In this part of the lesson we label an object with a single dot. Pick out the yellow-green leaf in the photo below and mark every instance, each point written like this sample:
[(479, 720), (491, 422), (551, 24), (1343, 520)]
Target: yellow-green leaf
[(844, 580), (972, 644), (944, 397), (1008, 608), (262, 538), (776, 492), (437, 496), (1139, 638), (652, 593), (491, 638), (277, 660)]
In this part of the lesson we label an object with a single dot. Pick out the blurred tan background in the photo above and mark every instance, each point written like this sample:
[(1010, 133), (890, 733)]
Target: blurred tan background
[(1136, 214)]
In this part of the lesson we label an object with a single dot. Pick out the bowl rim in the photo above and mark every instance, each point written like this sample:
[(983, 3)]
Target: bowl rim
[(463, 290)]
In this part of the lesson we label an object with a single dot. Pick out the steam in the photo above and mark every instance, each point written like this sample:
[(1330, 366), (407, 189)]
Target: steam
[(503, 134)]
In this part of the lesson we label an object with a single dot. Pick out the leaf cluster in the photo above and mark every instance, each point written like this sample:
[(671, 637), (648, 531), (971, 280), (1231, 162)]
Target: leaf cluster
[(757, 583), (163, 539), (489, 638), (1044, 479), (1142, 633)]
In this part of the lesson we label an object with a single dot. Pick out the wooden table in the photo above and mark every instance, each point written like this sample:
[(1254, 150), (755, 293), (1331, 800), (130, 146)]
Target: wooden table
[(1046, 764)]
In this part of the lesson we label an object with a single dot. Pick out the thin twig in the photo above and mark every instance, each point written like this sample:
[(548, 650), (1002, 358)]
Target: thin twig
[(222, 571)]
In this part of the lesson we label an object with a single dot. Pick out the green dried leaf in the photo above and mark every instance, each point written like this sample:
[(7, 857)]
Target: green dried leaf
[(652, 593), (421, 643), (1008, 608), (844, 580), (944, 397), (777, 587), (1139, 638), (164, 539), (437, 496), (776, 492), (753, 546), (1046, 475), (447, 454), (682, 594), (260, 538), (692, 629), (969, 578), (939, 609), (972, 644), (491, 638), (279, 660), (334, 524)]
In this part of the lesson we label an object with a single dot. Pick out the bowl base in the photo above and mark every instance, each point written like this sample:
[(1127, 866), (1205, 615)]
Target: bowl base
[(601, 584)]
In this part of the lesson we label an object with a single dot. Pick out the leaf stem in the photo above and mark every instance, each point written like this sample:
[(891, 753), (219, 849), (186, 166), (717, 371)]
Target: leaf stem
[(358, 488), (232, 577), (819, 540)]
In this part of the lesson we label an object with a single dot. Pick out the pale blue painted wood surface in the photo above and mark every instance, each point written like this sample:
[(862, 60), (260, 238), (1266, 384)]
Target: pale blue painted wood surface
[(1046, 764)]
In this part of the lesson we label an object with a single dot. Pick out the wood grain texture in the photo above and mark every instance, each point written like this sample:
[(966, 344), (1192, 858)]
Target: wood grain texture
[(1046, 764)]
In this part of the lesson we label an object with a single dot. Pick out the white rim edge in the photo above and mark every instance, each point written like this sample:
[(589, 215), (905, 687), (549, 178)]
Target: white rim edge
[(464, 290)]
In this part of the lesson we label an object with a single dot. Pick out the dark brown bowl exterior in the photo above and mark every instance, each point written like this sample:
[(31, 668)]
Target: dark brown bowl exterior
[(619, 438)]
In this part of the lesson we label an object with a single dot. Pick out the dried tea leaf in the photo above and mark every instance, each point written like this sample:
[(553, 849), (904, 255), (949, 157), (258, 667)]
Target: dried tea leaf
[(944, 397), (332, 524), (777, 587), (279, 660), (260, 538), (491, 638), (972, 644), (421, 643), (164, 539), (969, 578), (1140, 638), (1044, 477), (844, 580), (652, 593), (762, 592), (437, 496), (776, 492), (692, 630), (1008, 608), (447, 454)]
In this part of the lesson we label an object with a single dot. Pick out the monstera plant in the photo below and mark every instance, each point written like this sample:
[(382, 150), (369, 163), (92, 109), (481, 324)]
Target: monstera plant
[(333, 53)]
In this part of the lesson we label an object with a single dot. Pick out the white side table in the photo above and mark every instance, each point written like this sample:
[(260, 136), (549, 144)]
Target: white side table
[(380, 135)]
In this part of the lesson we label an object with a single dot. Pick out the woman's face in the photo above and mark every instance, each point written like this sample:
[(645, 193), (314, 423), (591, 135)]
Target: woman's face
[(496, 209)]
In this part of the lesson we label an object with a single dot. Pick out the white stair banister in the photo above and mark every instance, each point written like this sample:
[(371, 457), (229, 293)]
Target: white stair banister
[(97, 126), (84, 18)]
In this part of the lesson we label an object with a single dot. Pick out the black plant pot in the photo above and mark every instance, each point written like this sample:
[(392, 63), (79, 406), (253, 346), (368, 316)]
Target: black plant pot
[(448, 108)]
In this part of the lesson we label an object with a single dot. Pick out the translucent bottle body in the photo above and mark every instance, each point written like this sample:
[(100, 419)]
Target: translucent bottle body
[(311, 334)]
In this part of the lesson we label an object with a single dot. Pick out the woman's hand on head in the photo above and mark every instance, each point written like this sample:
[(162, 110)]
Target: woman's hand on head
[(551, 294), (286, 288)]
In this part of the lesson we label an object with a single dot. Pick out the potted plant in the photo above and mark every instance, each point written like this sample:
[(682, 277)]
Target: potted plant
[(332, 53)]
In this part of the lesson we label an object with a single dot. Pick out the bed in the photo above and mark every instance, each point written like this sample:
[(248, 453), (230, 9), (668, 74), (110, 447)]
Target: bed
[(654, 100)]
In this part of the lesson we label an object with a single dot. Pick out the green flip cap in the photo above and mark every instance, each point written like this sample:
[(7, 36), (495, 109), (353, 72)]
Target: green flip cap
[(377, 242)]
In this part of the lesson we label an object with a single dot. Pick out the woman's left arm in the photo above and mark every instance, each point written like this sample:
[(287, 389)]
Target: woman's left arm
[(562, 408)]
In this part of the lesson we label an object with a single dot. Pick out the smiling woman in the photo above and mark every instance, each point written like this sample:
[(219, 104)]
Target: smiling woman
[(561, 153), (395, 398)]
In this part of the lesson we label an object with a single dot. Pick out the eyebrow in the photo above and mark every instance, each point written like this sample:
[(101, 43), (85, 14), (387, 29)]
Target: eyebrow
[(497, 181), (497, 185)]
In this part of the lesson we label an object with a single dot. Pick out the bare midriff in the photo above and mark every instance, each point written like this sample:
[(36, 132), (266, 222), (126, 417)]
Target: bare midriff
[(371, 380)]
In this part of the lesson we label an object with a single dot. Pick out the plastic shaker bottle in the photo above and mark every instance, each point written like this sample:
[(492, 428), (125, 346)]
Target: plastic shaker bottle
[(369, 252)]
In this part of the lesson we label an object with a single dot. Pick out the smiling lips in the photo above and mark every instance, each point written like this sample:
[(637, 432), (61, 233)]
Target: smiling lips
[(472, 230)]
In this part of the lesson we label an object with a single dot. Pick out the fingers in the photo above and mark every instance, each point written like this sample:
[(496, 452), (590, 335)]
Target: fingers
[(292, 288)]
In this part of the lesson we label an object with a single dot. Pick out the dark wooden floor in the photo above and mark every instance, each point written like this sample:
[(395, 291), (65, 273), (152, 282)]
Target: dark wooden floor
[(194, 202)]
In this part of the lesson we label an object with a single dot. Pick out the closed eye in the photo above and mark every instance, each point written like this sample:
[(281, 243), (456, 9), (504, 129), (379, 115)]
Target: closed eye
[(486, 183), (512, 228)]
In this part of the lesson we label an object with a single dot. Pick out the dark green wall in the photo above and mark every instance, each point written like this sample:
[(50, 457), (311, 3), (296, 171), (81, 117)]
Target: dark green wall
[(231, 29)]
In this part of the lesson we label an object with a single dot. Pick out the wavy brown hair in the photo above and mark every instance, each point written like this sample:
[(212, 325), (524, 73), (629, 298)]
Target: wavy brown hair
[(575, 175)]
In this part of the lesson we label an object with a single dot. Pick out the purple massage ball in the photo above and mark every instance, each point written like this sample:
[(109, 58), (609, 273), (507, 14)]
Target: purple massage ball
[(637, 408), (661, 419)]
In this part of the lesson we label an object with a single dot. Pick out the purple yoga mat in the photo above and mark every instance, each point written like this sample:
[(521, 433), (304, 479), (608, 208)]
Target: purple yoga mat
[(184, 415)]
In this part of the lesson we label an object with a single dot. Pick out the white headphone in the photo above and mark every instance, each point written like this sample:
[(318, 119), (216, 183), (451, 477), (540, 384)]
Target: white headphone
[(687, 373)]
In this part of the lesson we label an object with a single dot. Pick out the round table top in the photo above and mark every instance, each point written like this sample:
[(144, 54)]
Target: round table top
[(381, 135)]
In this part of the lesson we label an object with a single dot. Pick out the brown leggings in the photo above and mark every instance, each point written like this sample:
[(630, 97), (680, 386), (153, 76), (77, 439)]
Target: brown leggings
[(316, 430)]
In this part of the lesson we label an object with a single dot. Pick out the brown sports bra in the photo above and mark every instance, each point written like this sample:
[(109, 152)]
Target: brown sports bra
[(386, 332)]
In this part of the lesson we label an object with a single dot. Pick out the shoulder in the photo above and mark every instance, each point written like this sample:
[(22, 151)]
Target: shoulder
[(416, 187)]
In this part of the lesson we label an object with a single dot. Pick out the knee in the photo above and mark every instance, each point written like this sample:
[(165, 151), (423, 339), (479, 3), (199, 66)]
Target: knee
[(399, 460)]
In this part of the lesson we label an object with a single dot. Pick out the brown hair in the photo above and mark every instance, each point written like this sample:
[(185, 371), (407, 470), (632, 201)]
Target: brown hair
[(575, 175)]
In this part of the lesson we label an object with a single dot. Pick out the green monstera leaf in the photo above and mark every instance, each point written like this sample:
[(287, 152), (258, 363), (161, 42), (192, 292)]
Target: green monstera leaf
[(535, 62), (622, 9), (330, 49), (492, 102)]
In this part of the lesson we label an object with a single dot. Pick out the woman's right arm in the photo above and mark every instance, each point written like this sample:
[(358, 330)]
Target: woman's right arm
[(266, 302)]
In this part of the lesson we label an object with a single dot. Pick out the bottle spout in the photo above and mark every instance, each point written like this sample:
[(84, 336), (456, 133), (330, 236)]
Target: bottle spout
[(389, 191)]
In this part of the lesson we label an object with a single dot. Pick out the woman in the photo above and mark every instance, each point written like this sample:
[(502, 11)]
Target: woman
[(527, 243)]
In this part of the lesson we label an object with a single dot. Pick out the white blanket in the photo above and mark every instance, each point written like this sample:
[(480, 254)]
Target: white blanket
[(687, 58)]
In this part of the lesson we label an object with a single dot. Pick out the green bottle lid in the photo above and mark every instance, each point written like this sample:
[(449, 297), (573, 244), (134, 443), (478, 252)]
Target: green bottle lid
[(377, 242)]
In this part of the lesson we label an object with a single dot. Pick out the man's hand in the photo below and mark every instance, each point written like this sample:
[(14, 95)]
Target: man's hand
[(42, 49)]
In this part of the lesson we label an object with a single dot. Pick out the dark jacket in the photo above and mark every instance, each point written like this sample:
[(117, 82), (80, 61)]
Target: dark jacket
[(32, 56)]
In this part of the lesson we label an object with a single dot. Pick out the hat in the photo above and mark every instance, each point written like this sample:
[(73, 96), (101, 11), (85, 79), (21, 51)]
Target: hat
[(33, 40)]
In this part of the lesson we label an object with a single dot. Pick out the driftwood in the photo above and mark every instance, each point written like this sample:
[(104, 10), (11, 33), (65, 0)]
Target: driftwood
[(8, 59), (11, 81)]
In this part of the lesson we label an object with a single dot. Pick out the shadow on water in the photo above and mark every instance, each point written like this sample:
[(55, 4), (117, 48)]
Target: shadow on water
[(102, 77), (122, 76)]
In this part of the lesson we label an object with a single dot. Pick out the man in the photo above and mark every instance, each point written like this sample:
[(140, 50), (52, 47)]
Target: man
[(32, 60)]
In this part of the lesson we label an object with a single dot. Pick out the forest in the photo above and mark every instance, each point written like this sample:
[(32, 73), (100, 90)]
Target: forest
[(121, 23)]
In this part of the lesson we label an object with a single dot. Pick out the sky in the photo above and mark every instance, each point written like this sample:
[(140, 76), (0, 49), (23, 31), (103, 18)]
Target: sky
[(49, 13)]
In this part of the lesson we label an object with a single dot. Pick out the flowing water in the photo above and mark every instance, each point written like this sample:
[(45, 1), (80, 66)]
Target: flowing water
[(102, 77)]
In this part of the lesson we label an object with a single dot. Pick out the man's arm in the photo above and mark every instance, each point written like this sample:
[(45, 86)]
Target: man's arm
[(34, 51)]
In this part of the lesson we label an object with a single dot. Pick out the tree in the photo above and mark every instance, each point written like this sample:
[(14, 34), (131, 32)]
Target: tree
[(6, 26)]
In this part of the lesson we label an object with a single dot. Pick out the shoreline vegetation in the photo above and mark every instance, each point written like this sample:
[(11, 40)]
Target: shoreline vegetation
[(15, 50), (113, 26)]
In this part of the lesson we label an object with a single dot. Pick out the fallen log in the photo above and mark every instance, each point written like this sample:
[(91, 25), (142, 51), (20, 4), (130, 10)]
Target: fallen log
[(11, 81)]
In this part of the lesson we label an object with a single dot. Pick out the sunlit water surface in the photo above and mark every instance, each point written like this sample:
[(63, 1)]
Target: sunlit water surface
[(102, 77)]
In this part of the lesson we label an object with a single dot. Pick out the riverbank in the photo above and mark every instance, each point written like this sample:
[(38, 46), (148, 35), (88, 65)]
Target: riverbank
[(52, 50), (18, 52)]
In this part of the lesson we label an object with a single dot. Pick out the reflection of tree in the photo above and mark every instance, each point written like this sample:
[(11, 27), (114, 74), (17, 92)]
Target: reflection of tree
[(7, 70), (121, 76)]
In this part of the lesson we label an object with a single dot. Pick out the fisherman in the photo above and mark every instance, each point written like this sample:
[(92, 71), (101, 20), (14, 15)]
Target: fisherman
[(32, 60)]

----

Revise the records from the start through the line containing "638), (277, 660)]" by replacing "yellow-green leaf" with "lime-green leaf" and leaving everything else unchanged. Return only those lines.

**Correct output**
In this part of the lesson we label an object with a single dot. Pick out the lime-green leaf in the photo below and mark every instance, each point written like this sample:
[(479, 720), (491, 422), (551, 24), (1343, 520)]
Target: lime-green leaf
[(844, 580), (972, 644), (944, 397), (1008, 608), (262, 538), (776, 492), (437, 496), (1139, 638), (652, 593), (491, 638), (277, 660)]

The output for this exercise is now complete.